----- DATASET RECORDS -----

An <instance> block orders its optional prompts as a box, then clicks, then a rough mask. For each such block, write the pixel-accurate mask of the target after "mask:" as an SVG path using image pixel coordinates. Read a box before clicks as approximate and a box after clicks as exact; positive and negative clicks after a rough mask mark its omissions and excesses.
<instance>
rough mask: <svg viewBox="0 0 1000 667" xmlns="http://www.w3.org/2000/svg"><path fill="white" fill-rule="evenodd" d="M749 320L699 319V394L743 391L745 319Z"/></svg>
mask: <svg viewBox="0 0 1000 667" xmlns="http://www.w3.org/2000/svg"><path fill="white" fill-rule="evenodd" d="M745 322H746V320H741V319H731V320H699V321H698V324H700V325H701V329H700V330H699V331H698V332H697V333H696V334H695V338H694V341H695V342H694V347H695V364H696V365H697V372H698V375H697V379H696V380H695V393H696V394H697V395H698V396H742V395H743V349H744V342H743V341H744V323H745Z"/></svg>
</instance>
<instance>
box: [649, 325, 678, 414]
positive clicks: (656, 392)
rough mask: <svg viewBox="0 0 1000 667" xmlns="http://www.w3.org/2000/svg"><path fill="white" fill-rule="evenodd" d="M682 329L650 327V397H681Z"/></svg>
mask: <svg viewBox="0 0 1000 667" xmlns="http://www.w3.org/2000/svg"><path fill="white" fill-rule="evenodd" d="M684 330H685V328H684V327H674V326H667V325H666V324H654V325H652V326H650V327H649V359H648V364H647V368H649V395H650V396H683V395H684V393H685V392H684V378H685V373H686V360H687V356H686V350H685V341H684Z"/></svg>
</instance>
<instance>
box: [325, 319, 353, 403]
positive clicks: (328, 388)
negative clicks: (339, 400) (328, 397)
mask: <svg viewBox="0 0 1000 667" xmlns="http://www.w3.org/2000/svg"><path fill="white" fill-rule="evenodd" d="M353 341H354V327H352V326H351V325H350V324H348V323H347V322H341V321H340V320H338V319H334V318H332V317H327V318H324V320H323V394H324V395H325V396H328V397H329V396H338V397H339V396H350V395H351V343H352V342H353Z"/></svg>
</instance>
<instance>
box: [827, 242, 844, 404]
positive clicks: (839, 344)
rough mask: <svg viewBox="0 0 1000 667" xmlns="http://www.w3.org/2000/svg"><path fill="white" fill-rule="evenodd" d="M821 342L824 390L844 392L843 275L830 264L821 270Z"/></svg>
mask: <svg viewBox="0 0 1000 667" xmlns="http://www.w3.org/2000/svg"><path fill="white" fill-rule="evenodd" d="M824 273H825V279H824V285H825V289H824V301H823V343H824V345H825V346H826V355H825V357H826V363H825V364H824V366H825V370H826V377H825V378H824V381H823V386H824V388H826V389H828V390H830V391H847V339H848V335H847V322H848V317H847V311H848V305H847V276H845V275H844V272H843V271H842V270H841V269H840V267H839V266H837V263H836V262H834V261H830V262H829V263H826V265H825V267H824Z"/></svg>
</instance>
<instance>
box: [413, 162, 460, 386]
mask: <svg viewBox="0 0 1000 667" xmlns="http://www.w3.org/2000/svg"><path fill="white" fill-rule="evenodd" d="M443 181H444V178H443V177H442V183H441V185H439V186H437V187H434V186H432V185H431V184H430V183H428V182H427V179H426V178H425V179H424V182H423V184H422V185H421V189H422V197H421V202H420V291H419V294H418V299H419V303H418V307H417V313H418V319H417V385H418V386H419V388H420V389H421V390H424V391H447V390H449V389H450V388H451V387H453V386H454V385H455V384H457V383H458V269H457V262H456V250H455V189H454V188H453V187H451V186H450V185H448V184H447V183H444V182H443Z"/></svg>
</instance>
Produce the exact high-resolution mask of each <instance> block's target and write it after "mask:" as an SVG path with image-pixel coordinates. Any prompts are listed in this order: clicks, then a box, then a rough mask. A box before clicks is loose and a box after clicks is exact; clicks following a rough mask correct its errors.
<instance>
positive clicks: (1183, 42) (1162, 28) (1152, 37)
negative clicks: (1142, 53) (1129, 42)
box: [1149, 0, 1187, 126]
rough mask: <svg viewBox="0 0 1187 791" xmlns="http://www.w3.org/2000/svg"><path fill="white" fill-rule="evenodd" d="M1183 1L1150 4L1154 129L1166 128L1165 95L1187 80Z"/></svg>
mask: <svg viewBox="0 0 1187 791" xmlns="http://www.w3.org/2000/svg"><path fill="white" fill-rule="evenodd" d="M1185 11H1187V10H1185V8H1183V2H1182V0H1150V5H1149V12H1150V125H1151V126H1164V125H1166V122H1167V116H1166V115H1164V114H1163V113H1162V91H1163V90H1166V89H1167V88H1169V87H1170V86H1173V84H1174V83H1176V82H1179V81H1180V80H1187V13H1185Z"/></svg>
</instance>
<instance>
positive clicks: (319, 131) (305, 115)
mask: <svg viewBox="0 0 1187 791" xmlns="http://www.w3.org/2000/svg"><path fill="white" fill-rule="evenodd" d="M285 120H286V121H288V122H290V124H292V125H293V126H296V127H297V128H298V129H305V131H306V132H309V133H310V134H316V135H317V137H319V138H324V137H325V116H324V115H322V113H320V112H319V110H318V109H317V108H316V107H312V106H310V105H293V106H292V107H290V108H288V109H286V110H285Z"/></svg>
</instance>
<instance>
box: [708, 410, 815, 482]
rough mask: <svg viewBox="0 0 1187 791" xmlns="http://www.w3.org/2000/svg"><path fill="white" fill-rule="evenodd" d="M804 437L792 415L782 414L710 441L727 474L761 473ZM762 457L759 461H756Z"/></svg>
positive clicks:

-----

» REQUIREMENT: Your task is to repeat the data exactly, with nothing left out.

» RESPONSE FOR THIS EXERCISE:
An <instance> block orders its optional prompts as a box, then clicks, then a rough mask. For each such block, write the pixel-accurate mask of the target after "mask:" as an SVG path using image pixel coordinates. Read a box before clicks as approximate and a box after clicks as exact; positive and negative clicks after a rough mask mark its omissions and excesses.
<instance>
rough mask: <svg viewBox="0 0 1000 667" xmlns="http://www.w3.org/2000/svg"><path fill="white" fill-rule="evenodd" d="M749 320L699 319V394L743 391L745 319Z"/></svg>
mask: <svg viewBox="0 0 1000 667" xmlns="http://www.w3.org/2000/svg"><path fill="white" fill-rule="evenodd" d="M745 322H746V320H741V319H731V320H699V321H698V324H700V325H701V329H700V330H699V331H698V332H697V333H696V334H695V338H694V341H695V342H694V347H695V364H696V365H697V372H698V375H697V379H696V380H695V393H696V394H697V395H698V396H742V395H743V349H744V342H743V341H744V323H745Z"/></svg>
</instance>
<instance>
box: [649, 325, 678, 414]
positive clicks: (656, 392)
rough mask: <svg viewBox="0 0 1000 667" xmlns="http://www.w3.org/2000/svg"><path fill="white" fill-rule="evenodd" d="M682 329L650 327V397H681Z"/></svg>
mask: <svg viewBox="0 0 1000 667" xmlns="http://www.w3.org/2000/svg"><path fill="white" fill-rule="evenodd" d="M684 330H685V328H684V327H674V326H667V325H666V324H654V325H652V326H650V327H649V359H648V364H647V368H649V395H650V396H683V395H684V393H685V392H684V378H685V373H686V360H687V356H686V350H685V341H684Z"/></svg>
</instance>
<instance>
box: [325, 319, 353, 403]
positive clicks: (328, 388)
negative clicks: (339, 400) (328, 397)
mask: <svg viewBox="0 0 1000 667" xmlns="http://www.w3.org/2000/svg"><path fill="white" fill-rule="evenodd" d="M353 341H354V327H352V326H351V325H350V324H348V323H347V322H341V321H340V320H338V319H334V318H332V317H327V318H324V320H323V394H324V395H325V396H328V397H329V396H338V397H339V396H350V395H351V343H352V342H353Z"/></svg>
</instance>
<instance>
box: [827, 242, 844, 404]
positive clicks: (839, 344)
rough mask: <svg viewBox="0 0 1000 667" xmlns="http://www.w3.org/2000/svg"><path fill="white" fill-rule="evenodd" d="M821 342L824 390L844 392L843 275L830 264L821 270Z"/></svg>
mask: <svg viewBox="0 0 1000 667" xmlns="http://www.w3.org/2000/svg"><path fill="white" fill-rule="evenodd" d="M824 273H825V279H824V285H825V289H824V301H823V343H824V345H825V346H826V355H825V357H826V363H825V364H824V366H825V370H826V377H825V378H824V381H823V386H824V388H826V389H828V390H830V391H847V339H848V335H847V322H848V317H847V311H848V305H847V276H845V275H844V272H843V271H842V270H841V269H840V267H839V266H837V263H836V262H834V261H830V262H829V263H826V265H825V267H824Z"/></svg>
</instance>
<instance>
box: [413, 162, 460, 386]
mask: <svg viewBox="0 0 1000 667" xmlns="http://www.w3.org/2000/svg"><path fill="white" fill-rule="evenodd" d="M443 181H444V178H443V177H442V183H441V185H439V186H437V187H434V186H432V185H431V184H430V183H428V182H427V179H426V178H425V179H424V182H423V184H422V185H421V189H422V197H421V202H420V291H419V294H418V299H419V303H418V307H417V313H418V319H417V385H418V386H419V388H420V389H421V390H424V391H447V390H449V389H450V388H451V387H453V386H454V385H455V384H457V383H458V269H457V262H456V250H455V189H454V188H453V187H451V186H450V185H448V184H447V183H444V182H443Z"/></svg>
</instance>
Produce the exact high-resolution mask of each <instance> block's target and write it after "mask:" as an SVG path with image-pixel coordinates. Any prompts are listed in this order: clicks, then a box, then a rough mask. A box before clicks is loose and a box after clicks is exact; clicks following a rough mask correct its errors.
<instance>
positive clicks: (1183, 42) (1162, 28) (1152, 37)
negative clicks: (1142, 53) (1129, 42)
box: [1149, 0, 1187, 126]
rough mask: <svg viewBox="0 0 1187 791" xmlns="http://www.w3.org/2000/svg"><path fill="white" fill-rule="evenodd" d="M1183 1L1150 4L1154 129L1166 128L1165 95L1187 80Z"/></svg>
mask: <svg viewBox="0 0 1187 791" xmlns="http://www.w3.org/2000/svg"><path fill="white" fill-rule="evenodd" d="M1185 11H1187V10H1185V8H1183V2H1182V0H1150V5H1149V12H1150V125H1151V126H1164V125H1166V122H1167V116H1166V115H1164V114H1163V113H1162V91H1163V90H1166V89H1167V88H1169V87H1170V86H1173V84H1174V83H1176V82H1179V81H1180V80H1187V13H1185Z"/></svg>
</instance>
<instance>
positive clicks: (319, 131) (305, 115)
mask: <svg viewBox="0 0 1187 791" xmlns="http://www.w3.org/2000/svg"><path fill="white" fill-rule="evenodd" d="M285 120H286V121H288V122H290V124H292V125H293V126H296V127H297V128H298V129H305V131H306V132H309V133H310V134H316V135H317V137H319V138H324V137H325V116H324V115H322V113H320V112H319V110H318V109H317V108H316V107H312V106H310V105H293V106H292V107H290V108H288V109H286V110H285Z"/></svg>
</instance>
<instance>
box: [708, 410, 815, 482]
rough mask: <svg viewBox="0 0 1187 791" xmlns="http://www.w3.org/2000/svg"><path fill="white" fill-rule="evenodd" d="M804 437L792 415L782 414L710 441L727 474L761 473ZM762 457L759 461H756Z"/></svg>
positive clicks:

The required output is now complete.